===== Records supplied
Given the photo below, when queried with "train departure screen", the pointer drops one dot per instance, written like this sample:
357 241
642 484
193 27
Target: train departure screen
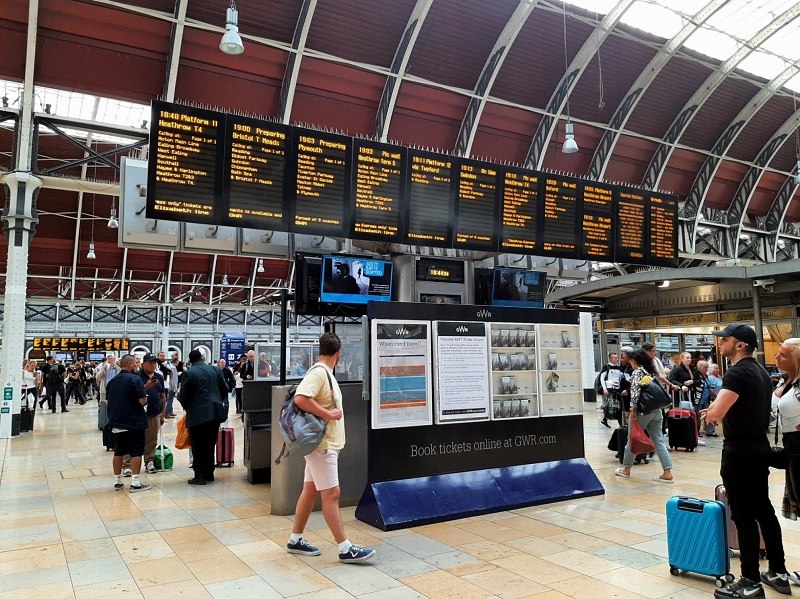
476 206
631 226
520 206
430 198
597 228
663 230
322 183
561 210
378 183
256 161
183 178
==========
Aim of the task: Drop the images and transcribe the entries above exactly.

Written response:
Given the photo below, when queried with "train departure screen", the pointer drops one dot per instance, written like this sample:
357 241
642 484
193 27
Target: train departure screen
476 206
631 226
520 206
430 198
597 228
663 230
322 183
561 210
378 183
256 161
183 178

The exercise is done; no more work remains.